**TEXT EXTRACT**
============================================================

AUW business face big new 2

Neside Tas Anvaripour

Exclusive interview with Neside Tas Anvaripour, Head of Infrastructure Finance, Private Sector Department, African Development Bank.  She will address the Infrastructure Investment track at African Utility Week on “The perspective of the African Development Bank on the African investment landscape.”

How has the global economic recession affected investments in Africa?
The global recession has had a deleterious effect on economic activity around the world.  However, one of the continents least affected by the economic downturn has been Africa. Over the last couple years Africa is home to six of the 10 fastest growing economies in the world and the growth rate for Africa as a whole has been approximately 7% (on the back of strong commodity prices). Additionally, the continent is witnessing a growing middle class and greater economic stability quelling previously held misconceptions about the region. The aforementioned factors in conjunction with the African market’s low correlation to the economic activity, has provided impetus for investor interest in the African growth story. This interest in the African growth story has resulted in an increase in private equity activity and funds raised on the continent, with Carlyle, one of the largest buyout shops in the world, recently raising US$500 million for investments in sub-Saharan Africa. Many would argue that the global economic recession has made investors more cognizant of the opportunities in Africa.

How attractive are infrastructure projects in Africa for prospective investors?
Infrastructure projects are very attractive investments as they offer the potential for high returns. Previously people had been hesitant to invest in infrastructure projects in Africa, due to the perceived political and economic instability of the region and the lack of financing necessary for the duration and capital intensive nature of infrastructure projects. However, DFIs, and IFIs have been working collectively to create a conducive environment (long term financing, political risk guarantees, credit guarantees, etc.) for infrastructure investments, both in the private and public sectors. Consequently, infrastructure investment in Africa is increasingly becoming a compelling asset-class.

============================================================

**Labeled area outline items**

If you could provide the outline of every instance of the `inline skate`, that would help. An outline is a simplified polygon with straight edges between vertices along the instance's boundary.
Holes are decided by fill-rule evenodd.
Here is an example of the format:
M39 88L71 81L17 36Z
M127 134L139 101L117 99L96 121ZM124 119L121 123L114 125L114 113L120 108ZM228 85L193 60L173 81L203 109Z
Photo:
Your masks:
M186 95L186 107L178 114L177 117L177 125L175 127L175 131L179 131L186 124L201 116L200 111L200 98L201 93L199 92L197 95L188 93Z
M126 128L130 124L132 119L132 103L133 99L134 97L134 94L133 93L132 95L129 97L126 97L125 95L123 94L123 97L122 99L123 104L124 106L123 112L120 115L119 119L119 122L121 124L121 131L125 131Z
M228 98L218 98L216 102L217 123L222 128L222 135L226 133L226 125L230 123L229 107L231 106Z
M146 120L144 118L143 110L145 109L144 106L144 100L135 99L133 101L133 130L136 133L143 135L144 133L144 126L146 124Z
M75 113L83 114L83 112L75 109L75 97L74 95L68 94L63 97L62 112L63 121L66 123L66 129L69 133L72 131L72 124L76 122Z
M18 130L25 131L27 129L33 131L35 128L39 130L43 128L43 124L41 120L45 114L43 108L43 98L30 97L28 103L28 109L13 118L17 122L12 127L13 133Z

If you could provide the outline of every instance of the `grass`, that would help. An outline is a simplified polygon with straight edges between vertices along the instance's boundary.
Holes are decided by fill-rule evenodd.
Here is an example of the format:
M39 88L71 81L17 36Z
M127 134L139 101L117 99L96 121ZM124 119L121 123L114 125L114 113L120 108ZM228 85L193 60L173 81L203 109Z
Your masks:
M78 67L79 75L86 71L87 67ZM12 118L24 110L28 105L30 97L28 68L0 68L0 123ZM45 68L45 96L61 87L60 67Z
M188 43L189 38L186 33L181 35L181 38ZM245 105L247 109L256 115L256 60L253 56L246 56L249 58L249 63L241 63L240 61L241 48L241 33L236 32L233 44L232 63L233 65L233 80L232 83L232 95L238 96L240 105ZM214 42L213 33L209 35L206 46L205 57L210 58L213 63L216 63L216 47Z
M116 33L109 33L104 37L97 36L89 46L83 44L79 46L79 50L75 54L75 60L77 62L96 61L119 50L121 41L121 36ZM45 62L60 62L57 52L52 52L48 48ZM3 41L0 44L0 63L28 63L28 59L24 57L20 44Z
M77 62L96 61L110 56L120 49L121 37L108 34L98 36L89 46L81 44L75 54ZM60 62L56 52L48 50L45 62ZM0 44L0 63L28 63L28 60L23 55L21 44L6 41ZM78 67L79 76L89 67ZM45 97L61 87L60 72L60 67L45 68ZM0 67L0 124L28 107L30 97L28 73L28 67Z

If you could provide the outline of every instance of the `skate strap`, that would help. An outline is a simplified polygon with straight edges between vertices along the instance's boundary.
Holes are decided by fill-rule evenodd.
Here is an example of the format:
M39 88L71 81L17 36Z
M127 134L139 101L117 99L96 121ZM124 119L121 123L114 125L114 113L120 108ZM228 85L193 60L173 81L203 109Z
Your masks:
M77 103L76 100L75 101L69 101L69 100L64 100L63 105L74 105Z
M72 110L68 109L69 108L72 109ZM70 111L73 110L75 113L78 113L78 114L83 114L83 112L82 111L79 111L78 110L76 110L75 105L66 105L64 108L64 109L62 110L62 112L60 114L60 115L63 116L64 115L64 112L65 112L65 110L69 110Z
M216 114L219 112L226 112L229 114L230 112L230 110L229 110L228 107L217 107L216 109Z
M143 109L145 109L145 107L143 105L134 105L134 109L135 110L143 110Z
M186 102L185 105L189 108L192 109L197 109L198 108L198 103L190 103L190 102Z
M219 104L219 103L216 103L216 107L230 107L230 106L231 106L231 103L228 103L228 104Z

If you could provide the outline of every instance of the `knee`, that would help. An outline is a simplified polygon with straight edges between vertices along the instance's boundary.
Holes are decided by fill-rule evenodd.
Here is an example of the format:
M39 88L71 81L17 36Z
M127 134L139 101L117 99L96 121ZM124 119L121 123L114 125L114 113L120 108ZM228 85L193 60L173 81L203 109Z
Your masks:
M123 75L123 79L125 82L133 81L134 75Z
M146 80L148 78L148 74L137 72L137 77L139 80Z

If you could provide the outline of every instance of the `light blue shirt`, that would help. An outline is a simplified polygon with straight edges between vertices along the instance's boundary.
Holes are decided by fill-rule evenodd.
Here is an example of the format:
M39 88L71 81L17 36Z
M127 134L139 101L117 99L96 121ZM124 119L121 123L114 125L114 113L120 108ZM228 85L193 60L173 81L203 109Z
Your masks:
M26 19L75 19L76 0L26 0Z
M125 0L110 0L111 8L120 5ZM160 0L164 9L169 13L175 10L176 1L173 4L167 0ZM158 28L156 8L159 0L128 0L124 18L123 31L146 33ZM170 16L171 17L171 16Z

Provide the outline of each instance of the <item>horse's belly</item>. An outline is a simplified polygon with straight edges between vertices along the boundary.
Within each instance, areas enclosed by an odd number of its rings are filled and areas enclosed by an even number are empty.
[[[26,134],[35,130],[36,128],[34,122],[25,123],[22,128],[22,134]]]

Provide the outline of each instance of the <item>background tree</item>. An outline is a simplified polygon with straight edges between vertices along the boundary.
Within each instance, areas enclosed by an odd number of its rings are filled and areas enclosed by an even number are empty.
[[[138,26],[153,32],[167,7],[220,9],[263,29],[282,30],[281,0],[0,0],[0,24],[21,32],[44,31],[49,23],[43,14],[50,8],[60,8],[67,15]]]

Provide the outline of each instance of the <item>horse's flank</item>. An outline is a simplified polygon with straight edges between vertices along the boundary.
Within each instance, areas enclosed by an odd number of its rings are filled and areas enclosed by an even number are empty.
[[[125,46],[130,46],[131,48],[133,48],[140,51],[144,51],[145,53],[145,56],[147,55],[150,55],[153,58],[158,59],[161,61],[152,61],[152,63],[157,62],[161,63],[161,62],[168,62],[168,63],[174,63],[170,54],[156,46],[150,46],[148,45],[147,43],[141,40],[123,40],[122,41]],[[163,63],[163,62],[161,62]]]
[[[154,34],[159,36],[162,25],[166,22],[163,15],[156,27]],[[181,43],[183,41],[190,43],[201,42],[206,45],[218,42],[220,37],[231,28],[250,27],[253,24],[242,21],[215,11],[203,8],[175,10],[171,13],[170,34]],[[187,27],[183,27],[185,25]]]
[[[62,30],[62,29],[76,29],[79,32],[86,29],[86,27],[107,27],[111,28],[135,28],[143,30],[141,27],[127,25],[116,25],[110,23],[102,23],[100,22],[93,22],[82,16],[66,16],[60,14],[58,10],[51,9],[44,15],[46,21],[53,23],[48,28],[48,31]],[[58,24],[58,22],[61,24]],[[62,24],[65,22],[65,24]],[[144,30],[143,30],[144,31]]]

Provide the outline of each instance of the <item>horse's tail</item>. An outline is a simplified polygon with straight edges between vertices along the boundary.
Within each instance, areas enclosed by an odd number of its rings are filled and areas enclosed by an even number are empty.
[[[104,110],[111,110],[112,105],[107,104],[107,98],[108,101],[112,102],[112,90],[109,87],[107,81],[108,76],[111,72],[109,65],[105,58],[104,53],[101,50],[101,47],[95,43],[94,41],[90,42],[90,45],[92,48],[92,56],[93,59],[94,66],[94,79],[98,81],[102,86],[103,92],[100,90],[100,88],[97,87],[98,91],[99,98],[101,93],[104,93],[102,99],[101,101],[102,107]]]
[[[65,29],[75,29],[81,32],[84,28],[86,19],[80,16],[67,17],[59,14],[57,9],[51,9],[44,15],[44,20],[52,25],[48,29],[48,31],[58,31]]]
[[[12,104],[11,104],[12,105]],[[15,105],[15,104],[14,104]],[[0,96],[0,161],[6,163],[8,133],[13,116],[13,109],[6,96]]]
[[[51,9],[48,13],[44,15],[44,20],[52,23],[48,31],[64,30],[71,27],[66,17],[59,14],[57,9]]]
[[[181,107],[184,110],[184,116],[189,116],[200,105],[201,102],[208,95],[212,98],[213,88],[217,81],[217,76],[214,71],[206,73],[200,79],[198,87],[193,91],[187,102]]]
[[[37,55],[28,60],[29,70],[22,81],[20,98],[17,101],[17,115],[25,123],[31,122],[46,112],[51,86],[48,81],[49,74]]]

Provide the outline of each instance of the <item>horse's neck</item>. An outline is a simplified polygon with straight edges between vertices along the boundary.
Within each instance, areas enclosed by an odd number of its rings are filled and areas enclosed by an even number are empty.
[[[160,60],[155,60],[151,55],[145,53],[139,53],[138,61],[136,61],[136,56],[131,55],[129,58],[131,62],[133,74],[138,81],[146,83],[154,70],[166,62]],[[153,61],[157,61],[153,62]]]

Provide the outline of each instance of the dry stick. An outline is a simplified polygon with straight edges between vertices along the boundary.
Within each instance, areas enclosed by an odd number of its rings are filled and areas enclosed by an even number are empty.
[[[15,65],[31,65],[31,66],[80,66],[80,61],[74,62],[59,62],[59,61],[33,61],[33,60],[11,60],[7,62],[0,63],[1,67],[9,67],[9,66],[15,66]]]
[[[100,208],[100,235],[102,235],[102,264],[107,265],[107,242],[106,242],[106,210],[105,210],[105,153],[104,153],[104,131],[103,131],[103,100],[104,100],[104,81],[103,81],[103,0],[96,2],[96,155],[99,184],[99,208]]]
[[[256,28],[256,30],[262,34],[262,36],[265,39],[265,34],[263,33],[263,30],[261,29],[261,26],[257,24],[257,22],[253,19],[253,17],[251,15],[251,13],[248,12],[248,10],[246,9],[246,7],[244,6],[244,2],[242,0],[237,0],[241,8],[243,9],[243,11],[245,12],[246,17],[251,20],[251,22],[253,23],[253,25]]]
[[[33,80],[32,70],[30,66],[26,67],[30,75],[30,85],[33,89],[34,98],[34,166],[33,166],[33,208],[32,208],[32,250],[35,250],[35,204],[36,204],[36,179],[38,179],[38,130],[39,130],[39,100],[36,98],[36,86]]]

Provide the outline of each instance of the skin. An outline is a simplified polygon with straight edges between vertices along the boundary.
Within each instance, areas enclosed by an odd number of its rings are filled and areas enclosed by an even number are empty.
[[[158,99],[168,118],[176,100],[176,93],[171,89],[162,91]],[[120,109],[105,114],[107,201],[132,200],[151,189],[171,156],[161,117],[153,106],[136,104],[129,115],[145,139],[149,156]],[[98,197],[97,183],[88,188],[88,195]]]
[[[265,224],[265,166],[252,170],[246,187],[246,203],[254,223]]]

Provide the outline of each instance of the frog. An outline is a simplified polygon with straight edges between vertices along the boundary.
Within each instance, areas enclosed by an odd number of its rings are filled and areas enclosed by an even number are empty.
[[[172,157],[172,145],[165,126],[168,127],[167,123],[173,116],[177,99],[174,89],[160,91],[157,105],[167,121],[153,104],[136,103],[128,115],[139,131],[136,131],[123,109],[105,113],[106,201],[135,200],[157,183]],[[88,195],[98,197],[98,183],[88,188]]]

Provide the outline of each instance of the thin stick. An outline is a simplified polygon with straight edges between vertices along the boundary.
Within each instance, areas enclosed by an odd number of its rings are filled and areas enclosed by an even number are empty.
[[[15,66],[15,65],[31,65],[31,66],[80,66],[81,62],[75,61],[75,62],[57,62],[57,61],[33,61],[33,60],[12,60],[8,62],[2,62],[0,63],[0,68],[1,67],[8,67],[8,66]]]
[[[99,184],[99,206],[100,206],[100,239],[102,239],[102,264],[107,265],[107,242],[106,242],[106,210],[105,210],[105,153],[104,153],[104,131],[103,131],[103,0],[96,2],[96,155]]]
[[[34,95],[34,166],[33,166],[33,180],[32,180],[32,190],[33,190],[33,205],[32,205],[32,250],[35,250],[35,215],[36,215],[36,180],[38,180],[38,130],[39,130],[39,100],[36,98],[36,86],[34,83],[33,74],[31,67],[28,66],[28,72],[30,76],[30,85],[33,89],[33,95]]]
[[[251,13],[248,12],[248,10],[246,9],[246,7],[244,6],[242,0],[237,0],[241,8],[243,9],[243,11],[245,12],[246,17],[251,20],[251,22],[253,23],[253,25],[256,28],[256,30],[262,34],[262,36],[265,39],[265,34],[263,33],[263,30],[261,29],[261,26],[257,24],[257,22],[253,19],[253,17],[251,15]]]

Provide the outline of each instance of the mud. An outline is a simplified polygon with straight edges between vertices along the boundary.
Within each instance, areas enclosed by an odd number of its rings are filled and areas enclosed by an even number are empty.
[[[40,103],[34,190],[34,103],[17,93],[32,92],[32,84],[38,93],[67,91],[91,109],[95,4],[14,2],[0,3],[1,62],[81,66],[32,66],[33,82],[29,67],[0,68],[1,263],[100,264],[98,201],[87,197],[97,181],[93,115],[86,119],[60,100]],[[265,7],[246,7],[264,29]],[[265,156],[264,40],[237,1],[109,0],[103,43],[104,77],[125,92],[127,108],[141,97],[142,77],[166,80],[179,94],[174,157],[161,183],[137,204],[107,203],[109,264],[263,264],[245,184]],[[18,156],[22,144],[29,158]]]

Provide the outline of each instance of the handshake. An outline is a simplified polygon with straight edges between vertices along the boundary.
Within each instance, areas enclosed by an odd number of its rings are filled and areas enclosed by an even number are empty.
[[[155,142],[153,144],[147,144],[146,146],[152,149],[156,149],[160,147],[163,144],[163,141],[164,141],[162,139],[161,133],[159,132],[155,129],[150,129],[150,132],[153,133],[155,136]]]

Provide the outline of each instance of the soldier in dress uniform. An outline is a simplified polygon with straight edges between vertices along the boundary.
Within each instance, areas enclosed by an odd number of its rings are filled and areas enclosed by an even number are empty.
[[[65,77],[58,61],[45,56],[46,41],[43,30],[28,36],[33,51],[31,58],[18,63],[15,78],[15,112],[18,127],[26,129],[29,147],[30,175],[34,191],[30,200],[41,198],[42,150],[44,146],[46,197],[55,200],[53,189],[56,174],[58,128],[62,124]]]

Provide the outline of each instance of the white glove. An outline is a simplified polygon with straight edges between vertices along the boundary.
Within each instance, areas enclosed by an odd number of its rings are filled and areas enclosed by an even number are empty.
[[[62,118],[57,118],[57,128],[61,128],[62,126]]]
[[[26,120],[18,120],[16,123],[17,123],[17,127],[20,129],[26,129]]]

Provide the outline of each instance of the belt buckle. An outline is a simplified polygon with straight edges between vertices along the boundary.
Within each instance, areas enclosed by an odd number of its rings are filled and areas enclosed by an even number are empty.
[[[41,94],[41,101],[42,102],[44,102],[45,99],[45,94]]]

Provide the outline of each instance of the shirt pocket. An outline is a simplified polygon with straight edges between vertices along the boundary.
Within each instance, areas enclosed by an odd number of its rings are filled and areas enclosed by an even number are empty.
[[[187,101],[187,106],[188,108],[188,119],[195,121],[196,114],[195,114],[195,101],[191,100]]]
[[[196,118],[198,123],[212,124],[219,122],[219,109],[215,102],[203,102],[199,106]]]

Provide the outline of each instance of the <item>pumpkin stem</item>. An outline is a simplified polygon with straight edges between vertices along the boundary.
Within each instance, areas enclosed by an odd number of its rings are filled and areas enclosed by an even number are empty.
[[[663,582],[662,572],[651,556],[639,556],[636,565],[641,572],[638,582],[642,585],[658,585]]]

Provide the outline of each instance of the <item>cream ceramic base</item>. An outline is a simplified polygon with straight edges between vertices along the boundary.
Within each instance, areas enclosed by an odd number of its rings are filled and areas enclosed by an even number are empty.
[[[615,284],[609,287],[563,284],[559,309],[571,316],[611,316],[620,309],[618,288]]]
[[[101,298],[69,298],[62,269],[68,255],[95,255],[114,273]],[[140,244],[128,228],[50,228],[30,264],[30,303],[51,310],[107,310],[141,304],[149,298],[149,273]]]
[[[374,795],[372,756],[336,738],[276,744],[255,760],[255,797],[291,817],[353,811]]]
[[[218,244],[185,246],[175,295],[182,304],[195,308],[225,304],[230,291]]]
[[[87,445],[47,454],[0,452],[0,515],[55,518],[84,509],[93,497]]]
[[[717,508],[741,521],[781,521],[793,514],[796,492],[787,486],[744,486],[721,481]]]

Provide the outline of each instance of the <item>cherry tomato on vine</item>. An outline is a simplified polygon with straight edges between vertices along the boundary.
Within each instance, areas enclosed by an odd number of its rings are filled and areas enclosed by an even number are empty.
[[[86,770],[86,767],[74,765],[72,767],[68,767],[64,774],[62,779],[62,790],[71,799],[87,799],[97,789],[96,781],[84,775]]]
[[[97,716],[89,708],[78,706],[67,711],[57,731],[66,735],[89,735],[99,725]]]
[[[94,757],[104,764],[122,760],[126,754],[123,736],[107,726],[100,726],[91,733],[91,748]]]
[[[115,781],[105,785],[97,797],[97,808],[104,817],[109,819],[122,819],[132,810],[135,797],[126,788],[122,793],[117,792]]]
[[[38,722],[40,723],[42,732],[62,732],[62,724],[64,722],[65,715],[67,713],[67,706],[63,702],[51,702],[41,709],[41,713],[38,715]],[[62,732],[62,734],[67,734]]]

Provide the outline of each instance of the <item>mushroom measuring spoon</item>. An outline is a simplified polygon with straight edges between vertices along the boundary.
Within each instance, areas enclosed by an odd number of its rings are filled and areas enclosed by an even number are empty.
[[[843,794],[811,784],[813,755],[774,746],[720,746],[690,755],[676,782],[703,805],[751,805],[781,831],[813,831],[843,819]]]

============================================================

**WHAT IS REQUIRED**
Answer these questions about the interview with the African Development Bank official:
1. What position does Neside Tas Anvaripour hold?
2. What approximate growth rate is given for Africa as a whole?
3. How much did Carlyle recently raise for investments in sub-Saharan Africa?
The entries are separate material and are unrelated to the interview.

**SOLUTION FOR THIS TASK**
1. Head of Infrastructure Finance, Private Sector Department, African Development Bank.
2. Approximately 7%.
3. US$500 million.